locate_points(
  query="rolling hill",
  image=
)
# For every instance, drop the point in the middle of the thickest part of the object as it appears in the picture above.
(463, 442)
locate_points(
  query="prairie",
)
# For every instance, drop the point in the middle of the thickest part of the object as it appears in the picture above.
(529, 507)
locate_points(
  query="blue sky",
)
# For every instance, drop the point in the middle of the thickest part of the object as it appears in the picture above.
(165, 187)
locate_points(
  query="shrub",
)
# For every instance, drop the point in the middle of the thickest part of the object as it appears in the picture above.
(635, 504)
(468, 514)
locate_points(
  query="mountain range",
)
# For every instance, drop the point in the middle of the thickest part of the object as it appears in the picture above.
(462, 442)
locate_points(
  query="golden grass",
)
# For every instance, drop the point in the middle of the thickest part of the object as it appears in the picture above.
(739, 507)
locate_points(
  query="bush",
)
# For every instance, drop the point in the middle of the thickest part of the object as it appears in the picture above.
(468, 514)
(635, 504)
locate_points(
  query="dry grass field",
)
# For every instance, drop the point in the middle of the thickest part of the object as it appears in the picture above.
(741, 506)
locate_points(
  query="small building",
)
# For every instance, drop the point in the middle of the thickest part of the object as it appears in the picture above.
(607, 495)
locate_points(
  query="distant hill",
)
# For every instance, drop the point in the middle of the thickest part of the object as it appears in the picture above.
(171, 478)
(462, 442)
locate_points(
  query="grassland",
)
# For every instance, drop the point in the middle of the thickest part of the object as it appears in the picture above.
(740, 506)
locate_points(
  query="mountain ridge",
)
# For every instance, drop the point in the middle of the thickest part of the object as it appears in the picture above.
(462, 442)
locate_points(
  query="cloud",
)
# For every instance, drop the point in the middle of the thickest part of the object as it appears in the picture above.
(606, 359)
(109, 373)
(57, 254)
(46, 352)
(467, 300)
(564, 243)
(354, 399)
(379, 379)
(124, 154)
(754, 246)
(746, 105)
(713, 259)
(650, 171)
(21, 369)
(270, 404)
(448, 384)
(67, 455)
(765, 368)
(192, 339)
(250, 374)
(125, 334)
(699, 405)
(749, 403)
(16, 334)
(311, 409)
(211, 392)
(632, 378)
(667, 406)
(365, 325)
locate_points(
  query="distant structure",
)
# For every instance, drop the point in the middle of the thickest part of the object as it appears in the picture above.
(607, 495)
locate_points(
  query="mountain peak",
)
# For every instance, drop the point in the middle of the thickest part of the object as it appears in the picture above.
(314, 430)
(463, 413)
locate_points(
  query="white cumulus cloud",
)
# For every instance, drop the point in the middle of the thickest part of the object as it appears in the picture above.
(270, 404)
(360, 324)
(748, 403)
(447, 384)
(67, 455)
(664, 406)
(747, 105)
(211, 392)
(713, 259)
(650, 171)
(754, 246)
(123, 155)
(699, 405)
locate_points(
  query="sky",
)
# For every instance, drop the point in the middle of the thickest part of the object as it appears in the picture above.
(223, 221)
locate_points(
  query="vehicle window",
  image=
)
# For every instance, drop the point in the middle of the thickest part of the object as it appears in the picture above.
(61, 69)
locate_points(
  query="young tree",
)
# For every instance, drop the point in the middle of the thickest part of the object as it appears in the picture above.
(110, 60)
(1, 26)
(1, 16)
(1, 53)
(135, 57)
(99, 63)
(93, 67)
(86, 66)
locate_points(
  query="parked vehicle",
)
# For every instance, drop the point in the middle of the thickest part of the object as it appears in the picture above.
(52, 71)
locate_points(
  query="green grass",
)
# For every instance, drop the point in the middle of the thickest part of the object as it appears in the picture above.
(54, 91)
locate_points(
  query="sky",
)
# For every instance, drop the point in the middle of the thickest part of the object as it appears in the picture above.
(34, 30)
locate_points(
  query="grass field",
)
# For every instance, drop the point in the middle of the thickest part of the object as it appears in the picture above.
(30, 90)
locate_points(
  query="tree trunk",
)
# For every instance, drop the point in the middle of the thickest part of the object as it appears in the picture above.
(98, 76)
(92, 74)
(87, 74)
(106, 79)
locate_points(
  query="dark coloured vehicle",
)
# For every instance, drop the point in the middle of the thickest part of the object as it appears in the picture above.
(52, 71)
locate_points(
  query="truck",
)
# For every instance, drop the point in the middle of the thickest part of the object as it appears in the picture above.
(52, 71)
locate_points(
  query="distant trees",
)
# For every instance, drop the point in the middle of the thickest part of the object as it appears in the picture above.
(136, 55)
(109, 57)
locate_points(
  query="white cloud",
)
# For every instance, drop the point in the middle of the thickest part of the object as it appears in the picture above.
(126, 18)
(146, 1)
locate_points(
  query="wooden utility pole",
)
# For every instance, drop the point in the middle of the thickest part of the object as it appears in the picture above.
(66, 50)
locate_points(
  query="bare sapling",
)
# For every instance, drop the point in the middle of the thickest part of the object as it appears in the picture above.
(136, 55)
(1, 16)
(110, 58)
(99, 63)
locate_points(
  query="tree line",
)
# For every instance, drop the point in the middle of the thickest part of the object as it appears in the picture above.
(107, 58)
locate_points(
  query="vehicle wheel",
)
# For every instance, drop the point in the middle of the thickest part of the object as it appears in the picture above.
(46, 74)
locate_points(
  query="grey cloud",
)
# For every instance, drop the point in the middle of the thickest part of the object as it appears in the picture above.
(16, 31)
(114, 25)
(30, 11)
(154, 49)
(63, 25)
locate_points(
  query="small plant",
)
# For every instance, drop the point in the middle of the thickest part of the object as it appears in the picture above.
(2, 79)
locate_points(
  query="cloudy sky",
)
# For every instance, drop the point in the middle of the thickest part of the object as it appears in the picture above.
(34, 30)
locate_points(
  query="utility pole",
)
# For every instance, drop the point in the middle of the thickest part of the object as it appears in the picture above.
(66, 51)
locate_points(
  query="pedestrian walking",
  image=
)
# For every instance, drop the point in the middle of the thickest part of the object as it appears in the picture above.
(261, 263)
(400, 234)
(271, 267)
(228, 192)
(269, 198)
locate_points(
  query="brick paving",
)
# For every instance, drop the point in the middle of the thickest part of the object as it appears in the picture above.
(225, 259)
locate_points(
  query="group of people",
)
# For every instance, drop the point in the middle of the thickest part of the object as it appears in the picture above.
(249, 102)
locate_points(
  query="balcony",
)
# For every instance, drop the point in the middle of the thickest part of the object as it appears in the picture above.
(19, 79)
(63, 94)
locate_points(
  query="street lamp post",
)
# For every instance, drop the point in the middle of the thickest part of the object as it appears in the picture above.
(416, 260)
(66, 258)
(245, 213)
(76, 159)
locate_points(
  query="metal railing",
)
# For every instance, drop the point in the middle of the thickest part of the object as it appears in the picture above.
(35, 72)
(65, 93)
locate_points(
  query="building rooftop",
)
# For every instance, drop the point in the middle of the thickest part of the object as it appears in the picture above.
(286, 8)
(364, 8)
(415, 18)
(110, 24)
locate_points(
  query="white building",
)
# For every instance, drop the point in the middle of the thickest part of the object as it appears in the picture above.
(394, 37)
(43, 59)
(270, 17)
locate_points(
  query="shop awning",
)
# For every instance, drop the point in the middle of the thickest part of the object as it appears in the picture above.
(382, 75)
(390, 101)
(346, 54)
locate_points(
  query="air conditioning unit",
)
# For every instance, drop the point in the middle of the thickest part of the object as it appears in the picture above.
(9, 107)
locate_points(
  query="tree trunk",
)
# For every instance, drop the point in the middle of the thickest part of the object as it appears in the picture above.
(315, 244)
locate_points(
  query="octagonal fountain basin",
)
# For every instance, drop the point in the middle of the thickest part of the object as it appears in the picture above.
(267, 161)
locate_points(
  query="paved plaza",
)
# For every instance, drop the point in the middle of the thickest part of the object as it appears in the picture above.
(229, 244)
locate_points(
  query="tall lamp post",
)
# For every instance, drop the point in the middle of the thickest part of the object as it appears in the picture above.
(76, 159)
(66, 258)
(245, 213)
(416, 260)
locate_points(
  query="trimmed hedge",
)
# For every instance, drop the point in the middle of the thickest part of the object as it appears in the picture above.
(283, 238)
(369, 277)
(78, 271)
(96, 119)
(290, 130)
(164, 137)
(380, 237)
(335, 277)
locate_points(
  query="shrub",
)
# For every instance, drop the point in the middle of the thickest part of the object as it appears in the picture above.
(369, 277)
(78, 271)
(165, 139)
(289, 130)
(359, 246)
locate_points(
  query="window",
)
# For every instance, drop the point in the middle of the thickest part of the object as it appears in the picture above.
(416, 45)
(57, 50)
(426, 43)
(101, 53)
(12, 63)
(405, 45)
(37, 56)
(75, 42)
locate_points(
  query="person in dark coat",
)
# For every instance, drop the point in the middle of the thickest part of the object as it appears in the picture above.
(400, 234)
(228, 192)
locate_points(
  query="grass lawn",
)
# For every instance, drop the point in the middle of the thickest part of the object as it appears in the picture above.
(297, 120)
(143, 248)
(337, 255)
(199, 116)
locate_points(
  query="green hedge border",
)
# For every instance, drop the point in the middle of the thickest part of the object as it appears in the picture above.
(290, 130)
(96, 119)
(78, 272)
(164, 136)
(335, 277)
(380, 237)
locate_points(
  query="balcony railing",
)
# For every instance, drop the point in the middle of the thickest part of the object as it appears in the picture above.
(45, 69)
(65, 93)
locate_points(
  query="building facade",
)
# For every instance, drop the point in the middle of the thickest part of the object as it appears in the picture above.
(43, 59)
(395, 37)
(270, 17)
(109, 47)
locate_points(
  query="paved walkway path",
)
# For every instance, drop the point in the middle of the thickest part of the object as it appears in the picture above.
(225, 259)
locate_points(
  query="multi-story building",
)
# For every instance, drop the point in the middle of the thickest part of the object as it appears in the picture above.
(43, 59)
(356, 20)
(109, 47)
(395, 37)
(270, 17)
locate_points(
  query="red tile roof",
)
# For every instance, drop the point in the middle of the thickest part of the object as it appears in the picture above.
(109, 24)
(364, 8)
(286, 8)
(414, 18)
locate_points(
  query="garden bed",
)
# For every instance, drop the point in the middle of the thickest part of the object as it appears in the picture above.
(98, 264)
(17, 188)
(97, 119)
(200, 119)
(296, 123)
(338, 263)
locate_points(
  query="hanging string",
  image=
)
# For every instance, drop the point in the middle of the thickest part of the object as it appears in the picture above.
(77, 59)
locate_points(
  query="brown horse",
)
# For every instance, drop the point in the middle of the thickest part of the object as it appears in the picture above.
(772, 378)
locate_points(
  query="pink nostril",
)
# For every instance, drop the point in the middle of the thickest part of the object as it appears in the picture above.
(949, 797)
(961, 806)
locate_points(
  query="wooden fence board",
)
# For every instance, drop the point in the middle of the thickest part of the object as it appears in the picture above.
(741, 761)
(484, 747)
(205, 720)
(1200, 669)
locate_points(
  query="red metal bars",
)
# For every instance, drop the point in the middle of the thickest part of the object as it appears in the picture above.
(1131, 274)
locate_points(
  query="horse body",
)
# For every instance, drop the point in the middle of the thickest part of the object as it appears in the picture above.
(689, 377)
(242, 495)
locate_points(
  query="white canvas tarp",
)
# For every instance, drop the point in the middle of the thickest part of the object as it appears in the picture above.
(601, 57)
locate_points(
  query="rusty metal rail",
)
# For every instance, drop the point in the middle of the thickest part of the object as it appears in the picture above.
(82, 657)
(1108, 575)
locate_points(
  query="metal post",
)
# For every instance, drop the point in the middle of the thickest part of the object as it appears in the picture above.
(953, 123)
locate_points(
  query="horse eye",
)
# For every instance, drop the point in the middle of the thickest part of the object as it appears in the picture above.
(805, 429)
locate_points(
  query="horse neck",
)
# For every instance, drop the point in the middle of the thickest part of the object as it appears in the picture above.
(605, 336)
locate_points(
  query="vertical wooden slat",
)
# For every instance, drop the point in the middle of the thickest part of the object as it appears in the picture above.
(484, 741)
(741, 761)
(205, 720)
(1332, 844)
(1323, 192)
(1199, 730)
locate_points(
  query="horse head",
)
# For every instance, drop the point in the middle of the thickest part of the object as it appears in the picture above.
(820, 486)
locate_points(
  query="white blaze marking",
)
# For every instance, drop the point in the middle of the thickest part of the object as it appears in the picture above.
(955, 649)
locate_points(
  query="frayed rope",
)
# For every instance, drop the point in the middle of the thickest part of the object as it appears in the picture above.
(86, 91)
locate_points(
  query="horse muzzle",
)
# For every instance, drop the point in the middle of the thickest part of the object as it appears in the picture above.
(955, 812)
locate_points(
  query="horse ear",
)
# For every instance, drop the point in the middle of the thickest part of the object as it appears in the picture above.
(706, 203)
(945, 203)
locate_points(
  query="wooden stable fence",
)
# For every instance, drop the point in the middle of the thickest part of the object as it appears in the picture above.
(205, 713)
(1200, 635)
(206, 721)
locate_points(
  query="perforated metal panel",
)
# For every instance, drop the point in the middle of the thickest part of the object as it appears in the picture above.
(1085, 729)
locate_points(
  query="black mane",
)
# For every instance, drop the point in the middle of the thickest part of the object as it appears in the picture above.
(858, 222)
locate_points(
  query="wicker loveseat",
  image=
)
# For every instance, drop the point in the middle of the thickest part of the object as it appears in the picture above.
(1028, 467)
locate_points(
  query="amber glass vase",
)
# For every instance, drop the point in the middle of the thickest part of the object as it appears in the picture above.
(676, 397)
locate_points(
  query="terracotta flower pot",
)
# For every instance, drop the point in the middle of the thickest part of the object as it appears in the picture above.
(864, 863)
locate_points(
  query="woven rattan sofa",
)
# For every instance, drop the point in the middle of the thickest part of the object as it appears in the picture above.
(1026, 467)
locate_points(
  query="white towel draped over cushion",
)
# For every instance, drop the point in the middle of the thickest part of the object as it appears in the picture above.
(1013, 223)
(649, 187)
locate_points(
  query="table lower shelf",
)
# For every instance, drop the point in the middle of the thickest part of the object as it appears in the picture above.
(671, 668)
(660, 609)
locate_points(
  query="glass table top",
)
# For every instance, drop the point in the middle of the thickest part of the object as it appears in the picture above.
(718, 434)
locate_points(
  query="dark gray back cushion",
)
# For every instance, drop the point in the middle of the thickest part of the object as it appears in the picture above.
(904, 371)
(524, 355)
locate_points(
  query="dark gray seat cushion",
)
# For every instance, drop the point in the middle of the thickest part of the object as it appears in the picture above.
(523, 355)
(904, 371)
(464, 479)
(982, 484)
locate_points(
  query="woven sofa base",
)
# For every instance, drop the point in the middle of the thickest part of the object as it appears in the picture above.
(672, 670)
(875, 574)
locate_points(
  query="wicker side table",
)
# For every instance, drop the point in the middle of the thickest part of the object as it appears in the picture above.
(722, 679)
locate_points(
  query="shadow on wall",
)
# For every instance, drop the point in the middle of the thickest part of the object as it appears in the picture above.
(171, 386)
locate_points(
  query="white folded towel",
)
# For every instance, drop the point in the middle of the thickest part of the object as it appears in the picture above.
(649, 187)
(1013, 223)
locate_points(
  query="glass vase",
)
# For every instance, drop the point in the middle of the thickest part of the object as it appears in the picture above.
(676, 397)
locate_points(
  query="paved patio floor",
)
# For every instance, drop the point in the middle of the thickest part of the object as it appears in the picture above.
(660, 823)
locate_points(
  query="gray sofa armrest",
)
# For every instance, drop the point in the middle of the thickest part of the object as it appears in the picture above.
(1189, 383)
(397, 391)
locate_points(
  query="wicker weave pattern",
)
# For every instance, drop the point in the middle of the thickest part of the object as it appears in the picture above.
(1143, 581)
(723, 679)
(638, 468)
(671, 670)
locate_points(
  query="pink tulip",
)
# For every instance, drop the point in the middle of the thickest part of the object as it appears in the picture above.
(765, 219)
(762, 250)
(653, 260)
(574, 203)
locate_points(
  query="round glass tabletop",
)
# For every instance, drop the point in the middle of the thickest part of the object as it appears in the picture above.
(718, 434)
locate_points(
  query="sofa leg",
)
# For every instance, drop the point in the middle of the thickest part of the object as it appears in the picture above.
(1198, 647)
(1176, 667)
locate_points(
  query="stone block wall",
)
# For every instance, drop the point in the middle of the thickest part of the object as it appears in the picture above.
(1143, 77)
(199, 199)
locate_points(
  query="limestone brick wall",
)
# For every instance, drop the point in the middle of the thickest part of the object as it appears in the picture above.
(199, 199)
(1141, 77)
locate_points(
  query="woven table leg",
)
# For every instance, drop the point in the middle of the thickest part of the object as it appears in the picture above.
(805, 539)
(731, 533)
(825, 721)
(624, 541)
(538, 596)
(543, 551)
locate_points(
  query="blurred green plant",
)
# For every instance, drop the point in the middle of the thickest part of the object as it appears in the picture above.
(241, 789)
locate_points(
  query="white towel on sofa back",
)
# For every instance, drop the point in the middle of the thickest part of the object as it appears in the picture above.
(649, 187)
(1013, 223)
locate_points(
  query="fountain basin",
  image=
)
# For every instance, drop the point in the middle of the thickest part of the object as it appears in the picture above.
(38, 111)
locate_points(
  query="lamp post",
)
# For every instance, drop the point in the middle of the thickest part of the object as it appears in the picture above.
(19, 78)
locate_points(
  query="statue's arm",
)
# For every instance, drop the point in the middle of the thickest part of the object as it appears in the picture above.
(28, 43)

To be done: Above are the records; report every line in them that contains the word "brick".

Answer to this exercise:
  query="brick paving",
  query="limestone brick wall",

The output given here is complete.